We recently connected with Kianny Antigua and have shared our conversation below.
Kianny , thanks for joining us, excited to have you contributing your stories and insights. We’d love to hear about when you first realized that you wanted to pursue a creative path professionally.
When I took a Spanish class (while pursuing an Associate’s Degree in Business Administration at LaGuardia Community College) and after reading the most amazing short stories I had ever read by writers from the BOOM–Gabriel García Márquez, Elena Poniatowska, Rosario Castellanos, Alfredo Bryce Echenique, Julio Cortázar, etc.–we read what I considered a terrible story, compared to what we had “experienced.” I expressed my disappointment and disillution to the professor and her reply was, “If you don’t like it, write your own.” And so I did, and showed it to her. My professor, my dear-dear Prof. Ana María Hernández, repositioned her glasses on her nose and told me, “There is something here, it needs editing, but there is something here…” And today, 20 plus years after, I’m still searching for that something.
Awesome – so before we get into the rest of our questions, can you briefly introduce yourself to our readers.
I came to this country from the Dominican Republic when I was 17 years old. Started working at a supermarket (while renting a room nearby), but the hours were long, some days I had to stand in front of the cash register for 12 hours, and, some weeks, for more than 75. So, my decision to pursue a different path was not impulsed nor motivated by my intellectual being, but my lazy one. Yes, I remember telling myself, “Kianny, you are too lazy to do this kind of work for the rest of your life. You have to find a way to work less hours and make more money: Go to college!” To make a long story short, when I applied to LaGuardia C.C. I didn’t know how to write “college” and I didn’t know there were at least 20 colleges closer to my house. I just remember a friend saying that he had gone there and he liked it. Don’t take me wrong, I liked it too, and I wouldn’t changed my life experiences (and what I have learned from them) with anyone else’s; but I would’ve like to have more time to sleep in the mornings, before having to take the train for an hour and a half, to another borough. Uff! Ignorance, my beautiful people, is expensive, and painful.

**Data supplied:**
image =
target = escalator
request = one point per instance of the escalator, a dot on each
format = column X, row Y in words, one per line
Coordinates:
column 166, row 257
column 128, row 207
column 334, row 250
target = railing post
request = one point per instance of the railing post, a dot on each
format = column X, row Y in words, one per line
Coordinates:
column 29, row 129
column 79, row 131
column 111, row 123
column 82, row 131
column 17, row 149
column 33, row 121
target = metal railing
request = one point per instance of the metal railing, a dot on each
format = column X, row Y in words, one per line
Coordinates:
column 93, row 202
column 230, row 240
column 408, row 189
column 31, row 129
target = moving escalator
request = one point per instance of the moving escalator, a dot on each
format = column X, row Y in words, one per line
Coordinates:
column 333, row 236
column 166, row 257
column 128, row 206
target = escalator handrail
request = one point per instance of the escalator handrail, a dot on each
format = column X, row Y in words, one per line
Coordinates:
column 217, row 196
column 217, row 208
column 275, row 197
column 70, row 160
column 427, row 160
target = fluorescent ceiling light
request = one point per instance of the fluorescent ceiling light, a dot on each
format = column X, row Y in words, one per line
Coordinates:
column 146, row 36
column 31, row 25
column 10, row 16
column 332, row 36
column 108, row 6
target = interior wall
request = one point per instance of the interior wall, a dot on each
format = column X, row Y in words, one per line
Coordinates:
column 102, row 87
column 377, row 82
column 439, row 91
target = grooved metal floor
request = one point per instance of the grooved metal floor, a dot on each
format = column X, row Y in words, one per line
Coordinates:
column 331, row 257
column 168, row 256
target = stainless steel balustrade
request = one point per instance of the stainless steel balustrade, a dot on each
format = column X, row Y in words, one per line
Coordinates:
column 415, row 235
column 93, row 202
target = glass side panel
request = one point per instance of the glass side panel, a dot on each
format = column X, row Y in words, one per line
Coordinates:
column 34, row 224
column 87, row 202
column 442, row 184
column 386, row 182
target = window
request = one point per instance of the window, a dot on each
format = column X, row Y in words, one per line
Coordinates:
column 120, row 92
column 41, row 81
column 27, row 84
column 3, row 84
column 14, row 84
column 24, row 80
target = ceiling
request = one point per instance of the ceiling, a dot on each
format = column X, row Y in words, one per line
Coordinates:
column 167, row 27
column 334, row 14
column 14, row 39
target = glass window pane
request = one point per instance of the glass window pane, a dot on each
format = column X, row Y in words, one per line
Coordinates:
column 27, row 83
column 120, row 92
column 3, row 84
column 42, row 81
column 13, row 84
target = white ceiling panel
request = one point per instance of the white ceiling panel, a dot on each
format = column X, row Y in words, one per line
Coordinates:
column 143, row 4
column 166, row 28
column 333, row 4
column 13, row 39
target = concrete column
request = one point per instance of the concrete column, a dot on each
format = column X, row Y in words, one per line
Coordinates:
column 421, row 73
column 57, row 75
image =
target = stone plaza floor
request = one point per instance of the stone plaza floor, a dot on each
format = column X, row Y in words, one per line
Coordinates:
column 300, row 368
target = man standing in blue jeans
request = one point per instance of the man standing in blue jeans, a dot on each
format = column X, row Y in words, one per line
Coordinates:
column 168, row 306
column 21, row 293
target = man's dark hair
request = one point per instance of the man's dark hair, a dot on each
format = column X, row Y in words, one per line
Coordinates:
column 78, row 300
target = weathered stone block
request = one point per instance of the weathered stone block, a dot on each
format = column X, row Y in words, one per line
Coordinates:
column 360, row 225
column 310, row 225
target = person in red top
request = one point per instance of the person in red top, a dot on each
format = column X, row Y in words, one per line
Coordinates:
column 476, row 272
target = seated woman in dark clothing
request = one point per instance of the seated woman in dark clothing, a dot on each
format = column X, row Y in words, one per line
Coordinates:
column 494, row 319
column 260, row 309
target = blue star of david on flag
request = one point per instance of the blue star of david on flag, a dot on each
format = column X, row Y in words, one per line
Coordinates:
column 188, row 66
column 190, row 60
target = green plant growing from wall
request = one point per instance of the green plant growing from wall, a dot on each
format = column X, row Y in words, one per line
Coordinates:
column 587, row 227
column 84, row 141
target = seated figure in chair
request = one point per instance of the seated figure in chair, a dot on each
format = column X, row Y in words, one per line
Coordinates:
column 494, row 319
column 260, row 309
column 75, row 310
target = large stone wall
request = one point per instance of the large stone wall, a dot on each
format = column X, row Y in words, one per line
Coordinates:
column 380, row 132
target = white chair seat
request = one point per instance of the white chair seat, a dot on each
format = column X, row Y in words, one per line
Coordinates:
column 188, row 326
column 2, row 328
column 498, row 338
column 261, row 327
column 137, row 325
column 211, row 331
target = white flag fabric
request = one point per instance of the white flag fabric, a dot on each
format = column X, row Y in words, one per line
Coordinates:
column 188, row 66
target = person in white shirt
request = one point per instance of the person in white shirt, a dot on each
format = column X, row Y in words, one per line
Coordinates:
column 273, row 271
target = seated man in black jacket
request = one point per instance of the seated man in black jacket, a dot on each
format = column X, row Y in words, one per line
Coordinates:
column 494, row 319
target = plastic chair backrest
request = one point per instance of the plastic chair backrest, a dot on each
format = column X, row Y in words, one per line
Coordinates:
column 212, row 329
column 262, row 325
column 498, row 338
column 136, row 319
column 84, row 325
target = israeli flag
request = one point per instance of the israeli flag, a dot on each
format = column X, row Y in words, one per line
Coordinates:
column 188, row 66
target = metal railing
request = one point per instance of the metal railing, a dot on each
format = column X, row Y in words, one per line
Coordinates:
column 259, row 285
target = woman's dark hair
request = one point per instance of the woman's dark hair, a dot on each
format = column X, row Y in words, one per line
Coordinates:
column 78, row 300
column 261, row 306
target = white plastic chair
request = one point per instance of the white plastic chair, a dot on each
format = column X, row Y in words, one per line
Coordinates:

**What you need to do:**
1. Reproduce verbatim the portion of the interview with Kianny Antigua starting with "When I took" and going on through "for that something.".
2. Rewrite as a numbered list the lines of the rows, starting with the line containing "target = green plant growing from wall" and going on through the line containing "column 84, row 325". Leave out blank lines.
The interview and the rows were drawn from separate, unrelated sources.

**The responses:**
1.
When I took a Spanish class (while pursuing an Associate’s Degree in Business Administration at LaGuardia Community College) and after reading the most amazing short stories I had ever read by writers from the BOOM–Gabriel García Márquez, Elena Poniatowska, Rosario Castellanos, Alfredo Bryce Echenique, Julio Cortázar, etc.–we read what I considered a terrible story, compared to what we had “experienced.” I expressed my disappointment and disillution to the professor and her reply was, “If you don’t like it, write your own.” And so I did, and showed it to her. My professor, my dear-dear Prof. Ana María Hernández, repositioned her glasses on her nose and told me, “There is something here, it needs editing, but there is something here…” And today, 20 plus years after, I’m still searching for that something.

2.
1. target = green plant growing from wall
2. request = one point per instance of the green plant growing from wall, a dot on each
3. format = column X, row Y in words, one per line
4. Coordinates:
5. column 587, row 227
6. column 84, row 141
7. target = seated figure in chair
8. request = one point per instance of the seated figure in chair, a dot on each
9. format = column X, row Y in words, one per line
10. Coordinates:
11. column 494, row 319
12. column 260, row 309
13. column 75, row 310
14. target = large stone wall
15. request = one point per instance of the large stone wall, a dot on each
16. format = column X, row Y in words, one per line
17. Coordinates:
18. column 380, row 132
19. target = white chair seat
20. request = one point per instance of the white chair seat, a dot on each
21. format = column X, row Y in words, one per line
22. Coordinates:
23. column 188, row 326
24. column 2, row 328
25. column 498, row 338
26. column 261, row 327
27. column 137, row 325
28. column 211, row 331
29. target = white flag fabric
30. request = one point per instance of the white flag fabric, a dot on each
31. format = column X, row Y in words, one per line
32. Coordinates:
33. column 188, row 66
34. target = person in white shirt
35. request = one point per instance of the person in white shirt, a dot on each
36. format = column X, row Y in words, one per line
37. Coordinates:
38. column 273, row 271
39. target = seated man in black jacket
40. request = one point per instance of the seated man in black jacket, a dot on each
41. format = column X, row Y in words, one per line
42. Coordinates:
43. column 494, row 319
44. target = plastic chair backrest
45. request = one point per instance of the plastic chair backrest, a dot on each
46. format = column X, row Y in words, one per line
47. Coordinates:
48. column 212, row 329
49. column 262, row 325
50. column 498, row 338
51. column 136, row 319
52. column 84, row 325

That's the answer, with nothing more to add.